Exercise instructions:
Transcribe only the lines of the listing below from the one holding "positive clicks: (201, 97)" through the one holding "box: [241, 23, 264, 47]", inclusive, without any change.

Information:

+---+

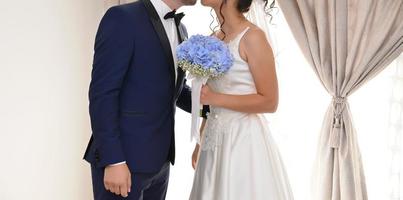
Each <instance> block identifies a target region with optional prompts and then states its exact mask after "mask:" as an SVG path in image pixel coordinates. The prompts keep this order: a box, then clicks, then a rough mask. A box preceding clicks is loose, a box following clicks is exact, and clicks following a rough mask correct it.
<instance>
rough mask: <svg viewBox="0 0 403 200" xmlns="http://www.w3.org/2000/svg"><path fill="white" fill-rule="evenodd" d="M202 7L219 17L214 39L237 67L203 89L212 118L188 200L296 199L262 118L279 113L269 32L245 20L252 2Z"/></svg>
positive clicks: (198, 144) (277, 89)
mask: <svg viewBox="0 0 403 200" xmlns="http://www.w3.org/2000/svg"><path fill="white" fill-rule="evenodd" d="M253 1H263V3H262V6H261V9H262V12H264V11H267V10H268V9H272V8H273V6H274V2H272V3H269V2H268V0H253ZM202 4H203V5H204V6H209V7H212V8H213V9H214V11H215V13H216V15H217V16H218V19H219V21H220V26H221V29H220V30H219V31H217V32H215V33H214V36H216V37H218V38H219V39H221V40H223V41H224V42H225V43H227V44H228V46H229V48H230V51H231V53H232V54H233V56H234V65H233V66H232V68H231V69H230V70H229V71H228V72H227V73H226V74H225V75H224V76H223V77H220V78H217V79H212V80H209V81H208V83H207V85H205V86H203V88H202V94H201V103H202V104H204V105H210V114H209V116H208V119H207V121H203V125H202V127H204V129H203V131H202V137H201V138H202V140H201V144H200V145H199V144H197V145H196V147H195V150H194V152H193V156H192V161H193V163H192V164H193V167H195V170H196V171H195V176H194V182H193V188H192V192H191V195H190V200H290V199H293V196H292V192H291V188H290V185H289V182H288V178H287V174H286V171H285V168H284V166H283V163H282V160H281V157H280V154H279V152H278V149H277V147H276V144H275V143H274V140H273V138H272V136H271V133H270V131H269V128H268V125H267V121H266V119H265V118H264V116H263V114H262V113H274V112H275V111H276V109H277V104H278V84H277V78H276V71H275V63H274V56H273V52H272V49H271V46H270V44H269V42H268V40H267V39H266V35H265V32H264V30H262V29H260V28H259V27H257V26H256V25H255V24H253V23H251V22H250V21H248V20H247V19H246V17H245V16H244V13H247V12H248V11H249V9H250V7H251V4H252V0H202ZM263 5H264V6H263ZM204 125H205V126H204Z"/></svg>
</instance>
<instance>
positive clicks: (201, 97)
mask: <svg viewBox="0 0 403 200" xmlns="http://www.w3.org/2000/svg"><path fill="white" fill-rule="evenodd" d="M217 101H218V93H216V92H214V91H213V90H212V89H211V88H210V87H209V86H208V85H203V87H202V89H201V94H200V103H201V104H203V105H217Z"/></svg>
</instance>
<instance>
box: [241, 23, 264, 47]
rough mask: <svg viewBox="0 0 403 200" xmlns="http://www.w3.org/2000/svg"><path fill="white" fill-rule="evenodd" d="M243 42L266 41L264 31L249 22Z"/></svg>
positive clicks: (254, 44)
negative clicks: (247, 28) (244, 41)
mask: <svg viewBox="0 0 403 200" xmlns="http://www.w3.org/2000/svg"><path fill="white" fill-rule="evenodd" d="M244 41H245V44H250V45H256V44H259V43H260V44H261V43H267V38H266V33H265V32H264V31H263V30H262V29H261V28H259V27H258V26H256V25H254V24H251V25H250V26H249V30H248V31H247V32H246V33H245V35H244Z"/></svg>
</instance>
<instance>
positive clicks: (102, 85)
mask: <svg viewBox="0 0 403 200" xmlns="http://www.w3.org/2000/svg"><path fill="white" fill-rule="evenodd" d="M129 20H130V18H129V16H128V15H127V14H126V13H125V11H124V10H122V9H120V8H118V7H113V8H111V9H109V10H108V11H107V12H106V14H105V16H104V17H103V18H102V20H101V23H100V25H99V28H98V32H97V36H96V39H95V54H94V62H93V69H92V79H91V84H90V89H89V101H90V105H89V111H90V118H91V127H92V134H93V138H94V144H95V148H96V151H95V152H96V153H97V154H98V158H99V159H98V160H97V161H96V162H97V163H96V166H97V167H105V166H107V165H110V164H114V163H119V162H123V161H125V156H124V153H123V149H122V145H121V141H120V130H119V95H120V91H121V88H122V83H123V81H124V78H125V75H126V73H127V70H128V68H129V65H130V62H131V57H132V55H133V46H134V38H133V32H132V30H131V29H133V28H132V27H133V25H132V24H130V23H129Z"/></svg>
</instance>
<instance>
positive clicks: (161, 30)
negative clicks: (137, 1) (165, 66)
mask: <svg viewBox="0 0 403 200" xmlns="http://www.w3.org/2000/svg"><path fill="white" fill-rule="evenodd" d="M141 1H142V2H143V4H144V6H145V8H146V10H147V12H148V14H149V16H150V20H151V23H152V24H153V27H154V29H155V32H156V33H157V35H158V37H159V39H160V42H161V46H162V49H163V50H164V53H165V55H166V57H167V60H168V63H169V67H170V68H171V75H172V77H175V70H174V59H173V56H172V50H171V45H170V43H169V39H168V36H167V34H166V32H165V28H164V25H162V22H161V19H160V17H159V16H158V13H157V11H156V10H155V8H154V6H153V5H152V3H151V1H150V0H141Z"/></svg>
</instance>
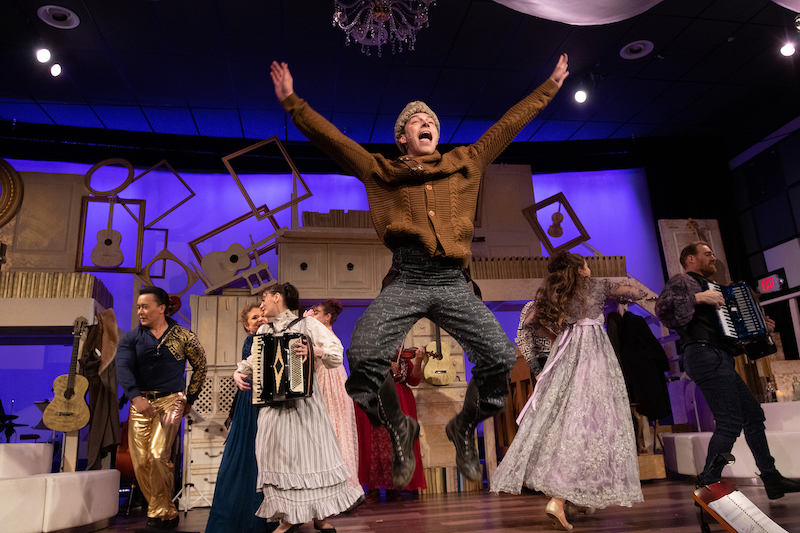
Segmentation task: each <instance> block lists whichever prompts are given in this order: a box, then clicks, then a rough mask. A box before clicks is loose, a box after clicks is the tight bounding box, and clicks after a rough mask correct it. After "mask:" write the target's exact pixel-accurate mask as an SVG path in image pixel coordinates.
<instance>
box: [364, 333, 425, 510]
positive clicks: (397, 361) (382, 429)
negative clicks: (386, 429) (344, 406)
mask: <svg viewBox="0 0 800 533" xmlns="http://www.w3.org/2000/svg"><path fill="white" fill-rule="evenodd" d="M424 357H425V350H421V349H418V348H411V349H407V350H402V349H401V350H398V351H397V355H396V356H395V360H394V361H392V376H393V377H394V386H395V388H397V396H398V398H399V399H400V407H401V409H402V410H403V413H405V414H406V415H408V416H410V417H412V418H414V419H415V420H416V418H417V402H416V401H415V400H414V393H413V392H412V391H411V388H410V387H409V385H411V386H416V385H419V382H420V380H421V379H422V359H423V358H424ZM356 423H357V424H358V448H359V467H358V477H359V478H360V479H361V483H362V484H364V485H366V487H367V489H368V491H367V503H374V502H377V501H378V500H379V499H380V489H386V500H387V501H399V500H402V496H401V494H400V492H399V491H398V490H397V489H396V488H395V486H394V484H393V483H392V443H391V441H390V440H389V433H388V432H387V431H386V428H385V427H383V426H379V427H372V424H371V423H370V421H369V418H367V415H366V414H364V412H363V411H362V410H361V409H360V408H359V407H358V406H356ZM414 457H415V458H416V462H417V466H416V467H415V468H414V475H413V476H412V478H411V481H409V483H408V485H406V486H405V489H406V490H420V489H424V488H426V485H425V472H424V471H423V469H422V454H421V453H420V448H419V439H417V440H416V441H414Z"/></svg>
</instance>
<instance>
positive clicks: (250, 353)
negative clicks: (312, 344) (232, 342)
mask: <svg viewBox="0 0 800 533" xmlns="http://www.w3.org/2000/svg"><path fill="white" fill-rule="evenodd" d="M303 342H305V343H306V344H307V345H308V347H309V353H308V356H307V357H306V360H305V361H303V360H302V357H301V356H299V355H297V354H296V353H295V351H294V348H295V346H297V345H298V343H303ZM250 354H251V355H252V356H253V405H265V404H267V403H272V402H285V401H287V400H292V399H294V398H303V397H306V396H311V387H312V385H313V375H314V354H313V352H312V348H311V342H310V341H309V338H308V337H307V336H306V335H304V334H302V333H293V332H289V333H279V334H272V333H267V334H263V335H255V336H254V337H253V348H252V350H251V351H250Z"/></svg>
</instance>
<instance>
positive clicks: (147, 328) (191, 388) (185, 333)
mask: <svg viewBox="0 0 800 533" xmlns="http://www.w3.org/2000/svg"><path fill="white" fill-rule="evenodd" d="M167 324H168V326H167V330H166V331H165V332H164V334H163V335H161V338H160V339H156V337H155V335H153V334H152V333H151V332H150V329H149V328H147V327H145V326H141V325H140V326H139V327H138V328H136V329H134V330H132V331H130V332H128V333H127V334H125V336H124V337H123V338H122V340H121V341H120V343H119V346H118V347H117V355H116V363H117V379H118V380H119V383H120V385H122V390H123V391H124V393H125V397H126V398H128V400H132V399H133V398H135V397H137V396H141V392H142V391H149V392H168V393H173V392H181V391H183V390H184V388H186V399H187V403H189V404H192V403H194V401H195V400H196V399H197V396H198V394H200V389H201V388H202V386H203V382H204V381H205V377H206V354H205V351H204V350H203V347H202V346H201V345H200V342H199V341H198V339H197V336H196V335H195V334H194V333H192V331H190V330H188V329H186V328H184V327H183V326H179V325H178V324H177V323H176V322H175V321H174V320H172V319H171V318H167ZM186 361H189V364H190V365H191V366H192V370H193V372H192V378H191V381H190V382H189V386H188V387H184V386H185V378H184V371H185V369H186Z"/></svg>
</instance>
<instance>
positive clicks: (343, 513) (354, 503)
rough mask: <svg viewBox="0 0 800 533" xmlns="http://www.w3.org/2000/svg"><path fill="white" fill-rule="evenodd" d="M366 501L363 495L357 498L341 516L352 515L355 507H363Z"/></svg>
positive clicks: (364, 496)
mask: <svg viewBox="0 0 800 533" xmlns="http://www.w3.org/2000/svg"><path fill="white" fill-rule="evenodd" d="M366 501H367V496H366V495H365V494H362V495H361V496H359V498H358V499H357V500H356V502H355V503H354V504H353V505H351V506H350V507H348V508H347V510H346V511H343V514H347V513H352V512H353V511H355V509H356V507H358V506H359V505H363V504H364V503H365V502H366Z"/></svg>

+---+

Solution to the exercise:
positive clicks: (201, 97)
mask: <svg viewBox="0 0 403 200" xmlns="http://www.w3.org/2000/svg"><path fill="white" fill-rule="evenodd" d="M217 101H218V93H216V92H214V91H213V90H212V89H211V88H210V87H209V86H208V85H203V87H202V89H201V94H200V103H201V104H203V105H217Z"/></svg>
</instance>
<instance>
box: [241, 23, 264, 47]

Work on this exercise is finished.